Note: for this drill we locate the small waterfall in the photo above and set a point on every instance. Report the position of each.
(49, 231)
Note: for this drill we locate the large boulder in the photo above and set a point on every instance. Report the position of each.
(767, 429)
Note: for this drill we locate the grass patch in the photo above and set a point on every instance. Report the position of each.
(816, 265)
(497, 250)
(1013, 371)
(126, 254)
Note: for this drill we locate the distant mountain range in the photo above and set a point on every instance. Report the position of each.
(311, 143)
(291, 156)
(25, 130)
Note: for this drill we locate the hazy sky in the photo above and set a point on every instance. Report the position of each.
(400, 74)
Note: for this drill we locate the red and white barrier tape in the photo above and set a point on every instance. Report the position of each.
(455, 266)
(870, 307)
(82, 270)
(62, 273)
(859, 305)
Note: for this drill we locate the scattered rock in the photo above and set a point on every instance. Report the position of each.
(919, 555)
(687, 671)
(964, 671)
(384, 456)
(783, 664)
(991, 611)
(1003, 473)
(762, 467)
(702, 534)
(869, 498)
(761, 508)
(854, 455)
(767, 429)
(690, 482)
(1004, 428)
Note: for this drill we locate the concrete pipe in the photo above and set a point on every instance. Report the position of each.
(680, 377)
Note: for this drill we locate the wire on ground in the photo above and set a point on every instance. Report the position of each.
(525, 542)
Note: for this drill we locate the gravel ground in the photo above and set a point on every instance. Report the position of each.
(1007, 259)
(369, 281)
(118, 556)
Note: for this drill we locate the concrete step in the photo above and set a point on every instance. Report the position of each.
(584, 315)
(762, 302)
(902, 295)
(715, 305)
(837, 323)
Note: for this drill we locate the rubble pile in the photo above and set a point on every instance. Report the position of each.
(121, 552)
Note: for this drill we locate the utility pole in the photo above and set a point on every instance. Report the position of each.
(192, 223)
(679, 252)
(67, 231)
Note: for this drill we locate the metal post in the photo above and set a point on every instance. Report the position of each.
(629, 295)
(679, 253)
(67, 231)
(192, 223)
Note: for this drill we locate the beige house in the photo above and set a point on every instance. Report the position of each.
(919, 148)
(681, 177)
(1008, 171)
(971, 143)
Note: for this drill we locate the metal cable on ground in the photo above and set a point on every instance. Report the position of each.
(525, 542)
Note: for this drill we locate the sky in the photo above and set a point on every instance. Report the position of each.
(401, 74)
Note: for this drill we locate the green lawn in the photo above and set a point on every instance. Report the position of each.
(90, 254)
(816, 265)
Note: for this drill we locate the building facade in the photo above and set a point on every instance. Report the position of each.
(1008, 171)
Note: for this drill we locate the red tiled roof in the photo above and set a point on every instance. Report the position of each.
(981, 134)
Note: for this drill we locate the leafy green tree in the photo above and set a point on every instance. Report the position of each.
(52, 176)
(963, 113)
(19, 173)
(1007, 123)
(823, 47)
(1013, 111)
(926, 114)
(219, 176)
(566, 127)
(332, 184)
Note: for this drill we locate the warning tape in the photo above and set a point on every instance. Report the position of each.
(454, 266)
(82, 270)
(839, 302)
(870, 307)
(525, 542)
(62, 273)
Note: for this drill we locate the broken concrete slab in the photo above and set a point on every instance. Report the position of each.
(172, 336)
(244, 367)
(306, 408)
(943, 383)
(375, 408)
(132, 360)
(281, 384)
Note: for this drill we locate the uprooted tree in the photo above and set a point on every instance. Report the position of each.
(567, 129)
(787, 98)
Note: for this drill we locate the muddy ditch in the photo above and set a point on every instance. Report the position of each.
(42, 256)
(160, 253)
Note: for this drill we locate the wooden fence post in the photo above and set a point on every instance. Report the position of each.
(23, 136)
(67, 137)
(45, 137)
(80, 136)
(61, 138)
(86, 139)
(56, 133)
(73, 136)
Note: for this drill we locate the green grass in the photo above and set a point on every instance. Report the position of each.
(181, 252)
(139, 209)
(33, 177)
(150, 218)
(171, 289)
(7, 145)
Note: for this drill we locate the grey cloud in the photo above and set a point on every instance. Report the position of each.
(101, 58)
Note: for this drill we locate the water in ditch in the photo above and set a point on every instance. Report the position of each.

++++++++++++++++++++

### Your goal:
Starting from the line that contains "Note: for this drill we locate the green lawn", reproduce each line of the data exactly through the last one.

### Solved exercise:
Note: for this drill we locate the green lawn in the photo above and set a point on every instance. Report the position of each.
(90, 254)
(816, 265)
Note: for this drill we locate the building facade in the photo above and set a point on every instance. Report the position of each.
(1008, 171)
Note: for this drill we locate the red tiled roof in the photo above and set a point on every instance. Report the position of each.
(981, 134)
Note: for this drill we locate the leafy green tree in the photo above and set a point on every instance. Report the position of each.
(52, 176)
(963, 113)
(19, 173)
(1007, 123)
(823, 47)
(1013, 111)
(926, 114)
(219, 176)
(566, 127)
(332, 184)
Note: for this drill we locate the warning tape in the photo above and set a point on every instance. Report the position of each.
(454, 266)
(82, 270)
(839, 302)
(870, 307)
(525, 542)
(62, 273)
Note: for this drill we locate the broken concrete slab in the photo above and set a point on every instance. Report the position of each.
(172, 336)
(244, 367)
(306, 408)
(943, 383)
(375, 408)
(132, 360)
(281, 384)
Note: for this drill we locate the uprooted tree in the photo above and set a point on every instance. Report the position of each.
(567, 129)
(787, 98)
Note: for this drill we locate the muddy ditch in the photo above and set a point on every instance. Report the position of each.
(42, 256)
(160, 253)
Note: for this drill we locate the wooden fence post in the photo above and set a point on every instance. Report the position of each.
(23, 136)
(67, 137)
(45, 137)
(80, 136)
(61, 138)
(86, 139)
(56, 133)
(73, 136)
Note: for this drill we locate the green grass in the photo above and set a point on every instance. Report the position of each.
(181, 252)
(139, 209)
(33, 177)
(150, 218)
(171, 289)
(7, 145)
Note: for this drill we locate the grey cloud in the photo above and set a point on every instance. Report the position of each.
(101, 58)
Note: for this drill we locate the water in ditch in the photo above and set a point on every instance. Report the position of each.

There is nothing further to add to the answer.